If you don't do this your new settings will NOT be written to the "xconf.cfg" file. I advise you, unless you have many years experience with Linux and UNIX, just don't try to directly edit this file as most new users don't understand how much detail 'X' requires, stay with using the Nvidia tool above.

 "exit" {at the prompt - leaves sudo su mode} and "exit" the terminal... ( - which clears and closes the terminal.) if things don't clean up properly (happened to me once) then from the X desktop if you can't "exit" kill {click [X]} the terminal window (which will close both nvidia settings window and terminal.)

 or when instructed by the Nvidia control panel, go to ---> Reboot.

 Thats it now all you have to do is ---> and reload your OS, and login... Now just for fun a tip...

 Go to "System | Administration | Synaptic Package Manager", after logging back in, and once it finishes downloading the new application lists, "Search" for 'compiz' and download the "Advanced Desktop Effects Settings" tool, let it install {it should now be installed near the top of your "System | Preferences " list,} have fun playing with this.

 You may have to re-adjust the frequency for some monitors to get the best settings, after rebooting.

You shouldn't need another reboot, remember that the WRONG FREQUENCY COULD DAMAGE YOUR HARDWARE! so be careful to have the manufacturers full specifications for the monitor[s] you are using. Most monitors have the manufacturers information about model number etc. On the rear on some kind of label, if it is not stamped into the plastic moulding.

Whalla... All should now be O.K. Enjoy

John Fensome

<email address hidden>


Many thanks go to...

  'Kevin Gabbert' and his answer[s] to BUG report # [???? unknown ????] which he replied to a report by 'Sitsofe Wheeler' - written on 2007-05-14: (Ubuntu permalink)


N.B. A note to ATI users, you should most likely need to find out the name of the programme that runs the settings for your setup. (Instead of 'nvidia-settings'.)

        You may have to go to the ATI web site to find this information, but it's probably something very similar.


serge k (serge-kobsa) said : #4

When an external monitor is connected, it becomes monitor "0"; the laptop display is monitor "1".

Supplied information:
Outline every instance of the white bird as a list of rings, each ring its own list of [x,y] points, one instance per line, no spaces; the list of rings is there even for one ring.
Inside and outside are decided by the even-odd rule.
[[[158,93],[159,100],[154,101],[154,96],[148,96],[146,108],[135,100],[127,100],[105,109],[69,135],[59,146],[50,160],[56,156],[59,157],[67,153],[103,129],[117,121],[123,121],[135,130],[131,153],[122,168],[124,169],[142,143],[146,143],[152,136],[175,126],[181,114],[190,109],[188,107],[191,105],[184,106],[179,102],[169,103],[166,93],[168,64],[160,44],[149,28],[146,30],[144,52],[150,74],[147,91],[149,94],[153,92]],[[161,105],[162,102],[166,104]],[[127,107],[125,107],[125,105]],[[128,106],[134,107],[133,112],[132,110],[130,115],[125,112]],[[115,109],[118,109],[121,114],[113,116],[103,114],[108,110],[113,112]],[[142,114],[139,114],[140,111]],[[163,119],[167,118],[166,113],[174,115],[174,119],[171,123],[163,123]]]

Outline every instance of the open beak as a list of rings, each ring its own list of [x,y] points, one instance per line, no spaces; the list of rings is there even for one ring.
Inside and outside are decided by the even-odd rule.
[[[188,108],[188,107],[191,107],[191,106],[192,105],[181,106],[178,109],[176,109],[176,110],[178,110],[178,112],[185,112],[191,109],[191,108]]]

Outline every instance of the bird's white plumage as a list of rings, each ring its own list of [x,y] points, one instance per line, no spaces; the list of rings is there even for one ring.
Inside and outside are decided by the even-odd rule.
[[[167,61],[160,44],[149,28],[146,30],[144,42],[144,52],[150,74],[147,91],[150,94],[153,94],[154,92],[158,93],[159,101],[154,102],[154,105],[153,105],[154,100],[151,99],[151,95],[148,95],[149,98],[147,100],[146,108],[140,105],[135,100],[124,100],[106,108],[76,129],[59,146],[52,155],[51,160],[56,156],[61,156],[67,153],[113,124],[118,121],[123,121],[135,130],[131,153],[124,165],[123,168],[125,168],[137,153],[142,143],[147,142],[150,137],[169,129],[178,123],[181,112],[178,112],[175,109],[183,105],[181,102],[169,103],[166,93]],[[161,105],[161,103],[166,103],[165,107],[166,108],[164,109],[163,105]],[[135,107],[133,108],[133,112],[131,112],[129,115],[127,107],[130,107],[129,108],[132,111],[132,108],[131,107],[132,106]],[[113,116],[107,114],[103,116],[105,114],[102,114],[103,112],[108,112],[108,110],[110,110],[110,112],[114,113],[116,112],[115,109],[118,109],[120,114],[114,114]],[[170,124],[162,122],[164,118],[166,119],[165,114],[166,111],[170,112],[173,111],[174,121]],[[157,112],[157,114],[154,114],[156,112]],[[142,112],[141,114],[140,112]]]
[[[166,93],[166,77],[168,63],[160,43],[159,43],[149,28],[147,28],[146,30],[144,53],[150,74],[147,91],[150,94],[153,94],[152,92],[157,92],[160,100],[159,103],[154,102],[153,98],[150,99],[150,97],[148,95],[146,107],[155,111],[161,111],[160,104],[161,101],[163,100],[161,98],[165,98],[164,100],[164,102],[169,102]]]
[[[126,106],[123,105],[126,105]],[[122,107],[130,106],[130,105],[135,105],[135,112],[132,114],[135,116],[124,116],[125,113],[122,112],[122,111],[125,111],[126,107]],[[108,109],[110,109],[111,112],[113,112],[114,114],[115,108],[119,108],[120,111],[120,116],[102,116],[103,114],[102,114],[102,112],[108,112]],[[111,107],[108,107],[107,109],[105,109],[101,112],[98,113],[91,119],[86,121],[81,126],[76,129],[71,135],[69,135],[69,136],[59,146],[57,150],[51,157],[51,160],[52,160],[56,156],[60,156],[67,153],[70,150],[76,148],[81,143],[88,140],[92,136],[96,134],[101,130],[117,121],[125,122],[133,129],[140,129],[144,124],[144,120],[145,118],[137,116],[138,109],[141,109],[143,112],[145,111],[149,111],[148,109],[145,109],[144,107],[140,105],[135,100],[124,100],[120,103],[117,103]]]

What this exercise asks:
A – Turn the paragraph in the monitor setup post that begins "You shouldn't need another reboot" into a short bulleted list that keeps its main facts.
B – In the monitor setup post, which monitor number does the laptop display have when an external monitor is connected?
The listing has no connection to the monitor setup post.

The answers:
A –
- Another reboot shouldn't be needed.
- The wrong frequency could damage your hardware, so have the manufacturer's full specifications for each monitor you use.
- Most monitors carry the manufacturer's information, such as the model number, on a label on the rear, unless it is stamped into the plastic molding.

B – The laptop display is monitor "1".